# WHAT YOU HAVE TO DO:
Collect every line in the records below that contains the word "white". Case matters, so only count matches with the same capitalization.
# START OF STORED ROWS
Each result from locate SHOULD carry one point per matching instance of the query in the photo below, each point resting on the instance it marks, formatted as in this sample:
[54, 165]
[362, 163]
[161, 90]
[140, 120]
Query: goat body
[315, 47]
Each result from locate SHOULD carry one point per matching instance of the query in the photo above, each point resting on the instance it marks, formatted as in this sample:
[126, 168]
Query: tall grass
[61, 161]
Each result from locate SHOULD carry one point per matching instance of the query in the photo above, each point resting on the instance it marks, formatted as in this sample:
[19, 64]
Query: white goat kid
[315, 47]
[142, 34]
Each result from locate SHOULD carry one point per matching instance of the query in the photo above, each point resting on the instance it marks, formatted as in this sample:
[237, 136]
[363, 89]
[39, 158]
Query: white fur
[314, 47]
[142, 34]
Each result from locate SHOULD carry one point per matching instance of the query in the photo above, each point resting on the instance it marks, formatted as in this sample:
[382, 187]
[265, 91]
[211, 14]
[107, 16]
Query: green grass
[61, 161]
# END OF STORED ROWS
# START OF STORED ROWS
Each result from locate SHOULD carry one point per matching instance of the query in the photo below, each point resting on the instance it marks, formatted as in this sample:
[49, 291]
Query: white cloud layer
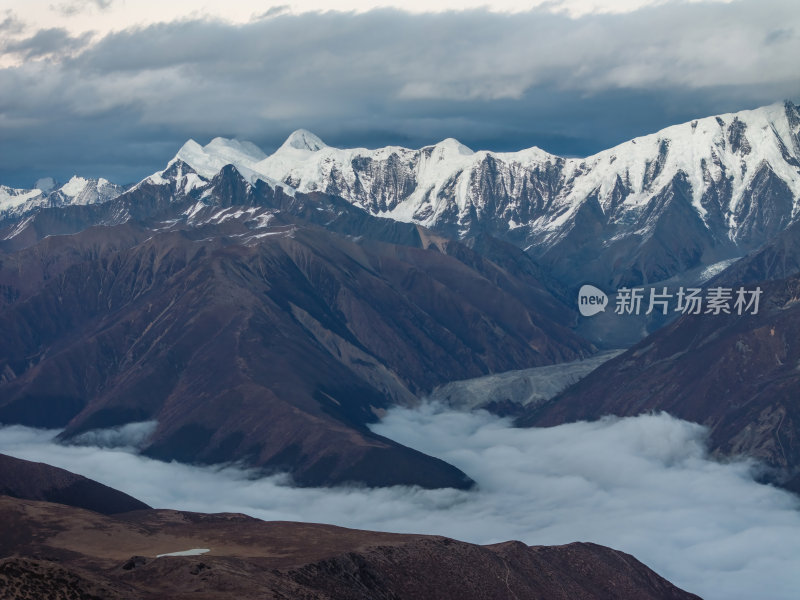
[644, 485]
# END OF STORED ROWS
# START OF STORED ROWS
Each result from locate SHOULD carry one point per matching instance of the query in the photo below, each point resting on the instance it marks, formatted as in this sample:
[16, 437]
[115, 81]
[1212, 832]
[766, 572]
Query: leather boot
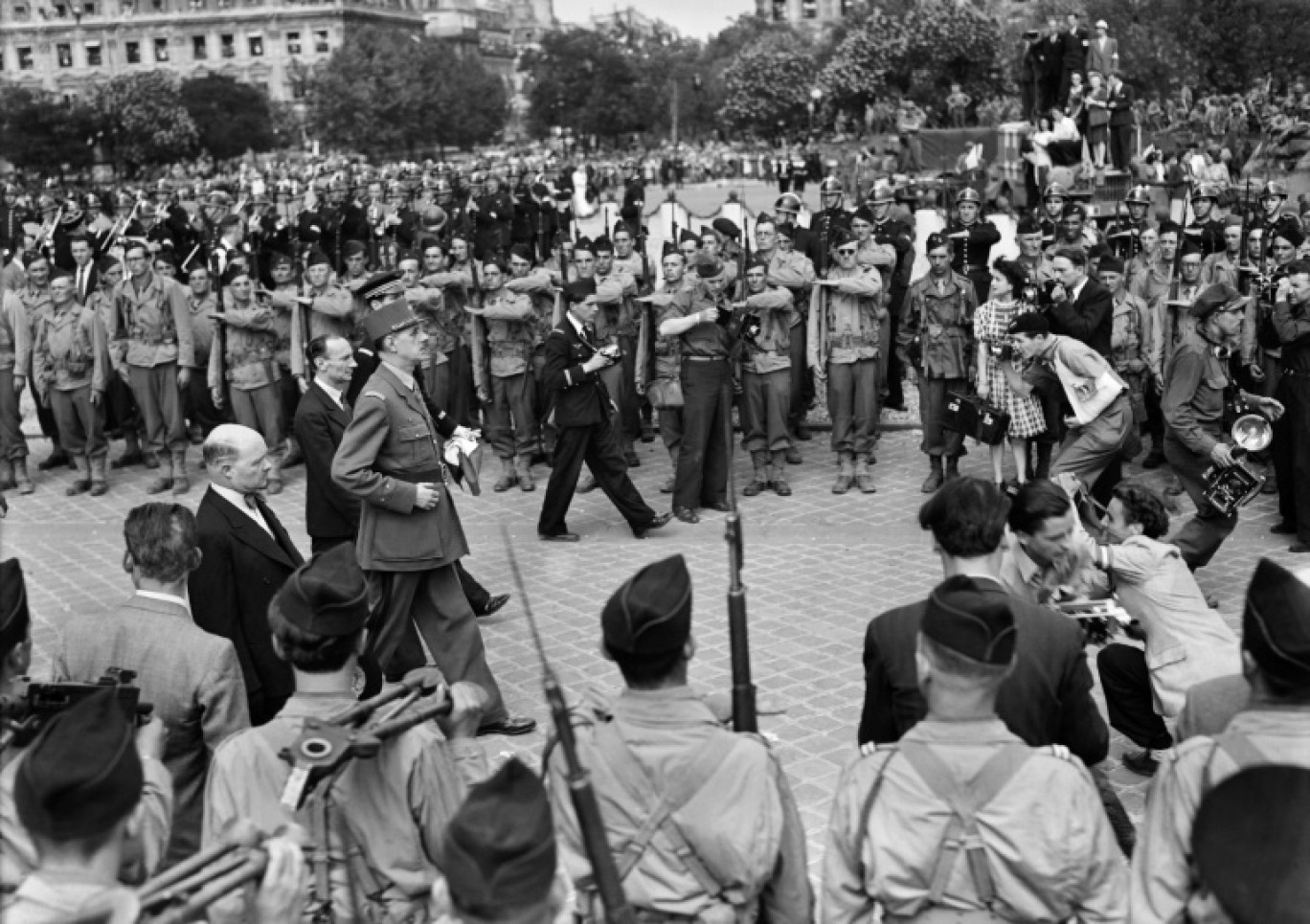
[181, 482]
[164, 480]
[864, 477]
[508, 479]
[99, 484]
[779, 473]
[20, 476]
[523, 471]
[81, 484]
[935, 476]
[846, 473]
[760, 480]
# END OF STORED ROWS
# TASK OUTPUT:
Query: white goat kid
Query: white fur
Query: white cloud layer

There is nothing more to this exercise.